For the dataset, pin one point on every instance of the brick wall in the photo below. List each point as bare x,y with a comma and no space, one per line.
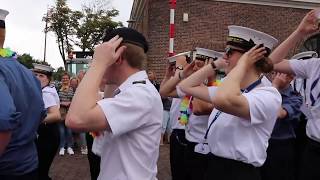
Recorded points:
207,25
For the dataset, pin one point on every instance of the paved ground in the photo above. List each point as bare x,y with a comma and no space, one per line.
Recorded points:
76,167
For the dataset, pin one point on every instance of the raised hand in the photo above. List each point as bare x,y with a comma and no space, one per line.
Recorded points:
309,23
281,80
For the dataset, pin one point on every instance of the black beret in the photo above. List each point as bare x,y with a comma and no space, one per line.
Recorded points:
129,35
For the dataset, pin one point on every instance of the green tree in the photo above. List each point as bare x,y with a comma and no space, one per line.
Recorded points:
92,25
27,60
61,21
57,75
80,28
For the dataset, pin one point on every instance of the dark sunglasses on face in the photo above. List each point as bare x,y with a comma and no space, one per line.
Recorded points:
230,50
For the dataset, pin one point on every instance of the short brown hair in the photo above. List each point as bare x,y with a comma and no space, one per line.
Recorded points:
134,55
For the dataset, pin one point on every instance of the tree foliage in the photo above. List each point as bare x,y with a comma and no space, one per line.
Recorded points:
57,75
27,60
83,29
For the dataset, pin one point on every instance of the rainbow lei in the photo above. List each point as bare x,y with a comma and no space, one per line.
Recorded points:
94,134
185,110
6,53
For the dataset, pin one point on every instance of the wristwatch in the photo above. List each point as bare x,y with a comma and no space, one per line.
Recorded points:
179,67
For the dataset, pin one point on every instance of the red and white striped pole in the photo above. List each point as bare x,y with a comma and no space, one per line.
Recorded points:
171,29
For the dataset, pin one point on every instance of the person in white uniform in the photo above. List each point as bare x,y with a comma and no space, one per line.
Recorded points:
195,163
177,138
48,132
132,119
308,69
300,85
246,106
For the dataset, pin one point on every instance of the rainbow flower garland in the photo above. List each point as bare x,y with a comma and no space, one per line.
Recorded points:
214,83
7,53
185,110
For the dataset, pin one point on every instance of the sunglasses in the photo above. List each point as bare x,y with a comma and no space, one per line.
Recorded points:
230,50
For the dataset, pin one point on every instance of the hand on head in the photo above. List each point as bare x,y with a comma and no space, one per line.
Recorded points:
282,81
170,69
309,23
109,52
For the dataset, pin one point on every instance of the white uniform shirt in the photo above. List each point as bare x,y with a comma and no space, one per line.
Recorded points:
241,139
196,128
131,150
197,125
50,97
310,70
175,114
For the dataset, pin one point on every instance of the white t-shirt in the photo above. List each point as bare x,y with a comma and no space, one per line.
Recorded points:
131,150
175,114
310,70
196,128
50,97
241,139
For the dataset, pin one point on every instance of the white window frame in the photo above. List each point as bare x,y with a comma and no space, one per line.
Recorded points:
301,4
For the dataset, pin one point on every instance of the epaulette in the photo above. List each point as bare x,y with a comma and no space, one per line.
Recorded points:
139,82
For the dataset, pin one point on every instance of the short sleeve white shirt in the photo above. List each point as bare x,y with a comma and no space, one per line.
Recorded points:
310,70
175,114
241,139
131,150
196,128
50,97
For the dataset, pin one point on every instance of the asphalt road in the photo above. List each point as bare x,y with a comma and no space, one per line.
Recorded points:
76,167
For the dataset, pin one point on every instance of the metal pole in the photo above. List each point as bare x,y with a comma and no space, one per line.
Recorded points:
171,28
45,38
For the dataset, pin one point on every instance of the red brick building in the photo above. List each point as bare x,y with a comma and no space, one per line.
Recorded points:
208,20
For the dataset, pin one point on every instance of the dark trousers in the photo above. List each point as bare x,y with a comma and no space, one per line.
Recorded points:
94,160
196,163
177,151
227,169
47,146
301,142
29,176
279,164
310,167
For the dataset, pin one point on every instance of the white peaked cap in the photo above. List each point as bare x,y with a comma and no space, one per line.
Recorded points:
-----
- [WHAT YOU WILL DO]:
Omitting all images, print the listing exactly.

- [SOLVED PROBLEM]:
For the dataset, pin one point on every instance of the brick wall in the photo below. List each point as bare x,y with a comma and no space, one per line.
Recorded points:
207,25
For the dataset, pin one point on every instance of the paved ground in the photo above. List each point as bare x,y with a comma and no space, one per line.
Recorded points:
76,167
For the dataset, pin one point on every instance of the raised hand in the photo above. List each point as bare x,y with a comma and no space, one per line.
Recorded points:
309,23
281,80
For the dataset, pin one point on every instance of the black beret in the photo above. List each point as bare x,y with a comma and no space, one per line.
Recorded points:
129,35
For the dataset, pin one point on every instance of the green tree in the photo above. List each point as bare x,y with a comma and no space, one per line.
Recorded points:
92,25
27,60
61,21
57,75
80,28
For the dataset, pin one point on every instance of the dark sunglasses on face in the photo above. List each point as bare x,y with a comma and no space, one per line.
Recorded points:
230,50
For the dataset, pin one point on every instance of the short brown hair in the photo above. List each point as bare x,y with a comma and no space, one per line.
Recorded points:
134,55
For the dataset, pin one point on every instance of the tree foliage in the photo above. List each point as bare x,y with a comma and no space, one per line.
Recorded points:
57,75
27,60
83,29
For the dataset, pin one point on every instance of the rainbow lei in the photo above. List each point as bare x,y with a comma and no space, one per line.
Recorded points:
94,134
185,110
6,53
For the dataset, pin one point on every instance of the wristwatch in the photo above. List each point as bare x,y with a comma and no space, one per line.
Recorded points:
179,67
For the dataset, pin one point on every instance of the red and white striped pole in the photo above. List each point as bare x,y with a comma and no space, one per line.
Recorded points:
171,29
For the dataset, pin one point on every instance of the person in white uniform in the photo above. List each point as bare x,y with a comma and no space, one per line.
Recorded points:
195,163
177,138
48,132
132,119
308,69
300,85
246,106
For the dataset, pin one point on every instance of the rainbow flower garland in the photo above. List each point as bare x,y with a comma and no space, one per line.
Recorded points:
214,83
7,53
185,110
For the dataset, pin one point on every instance of the sunglasses in the photo above. List each point as bare x,y with a comma and no space, one per line.
Recorded points:
230,50
For the dataset, pin one point on every instance of the hand on head in the photo above. List each point as bare x,y with a comma and no space, one per line.
Recorded points:
282,81
170,69
309,23
109,52
For the dataset, pin one point on every instance of the white uniform shirt in the photo above. List each point as bare x,y with a comma and no space, one per line.
Recorded points:
241,139
196,128
131,150
197,125
50,97
310,70
175,114
For the dataset, pin one point on every instance of the white t-shirt in the photo above. List each point as bare x,y with a comma and no space, one per line.
Recorded points:
131,150
175,114
310,70
196,128
50,97
241,139
For the dataset, pin one point on every instance of the white window frame in the photo above. List each point as bare x,y with a comma and no space, one per line.
Recorded points:
301,4
For the dataset, pin one point on every instance of the epaulette in the photo above. List each point as bare x,y with a comma and no space, one per line.
Recorded points:
139,82
For the dataset, pin one point on every instance of the short sleeve white shirt in the photo above. List each point as bare x,y with a comma and no space, one per line.
Recorded points:
310,70
175,114
241,139
131,150
196,128
50,97
For the dataset, pin one point on every instance of the asphalt road in the photo above. List each point as bare x,y with a comma and no space, one per line.
Recorded points:
76,167
For the dataset, pin one point on every instance of the metal pole in the photo above. List each point as bare x,y with a comma and no space, one per line.
Recorded points:
171,28
45,38
For the dataset, pin one point on every instance of the red brick building in the photo above. List each point as bare x,y with a comma and no space, one per line.
Recorded points:
208,20
For the dataset, pin one point on every instance of the dark trousers in the photo above. List each point as bare x,y with a comma and no space, one per line.
Recorded points:
94,160
196,163
177,151
227,169
47,146
301,142
29,176
279,164
310,167
For the dataset, pin one point on every instance of the white peaked cap in the photo above. List each point as bare x,y with a comma and no space, one per line.
Recorded points:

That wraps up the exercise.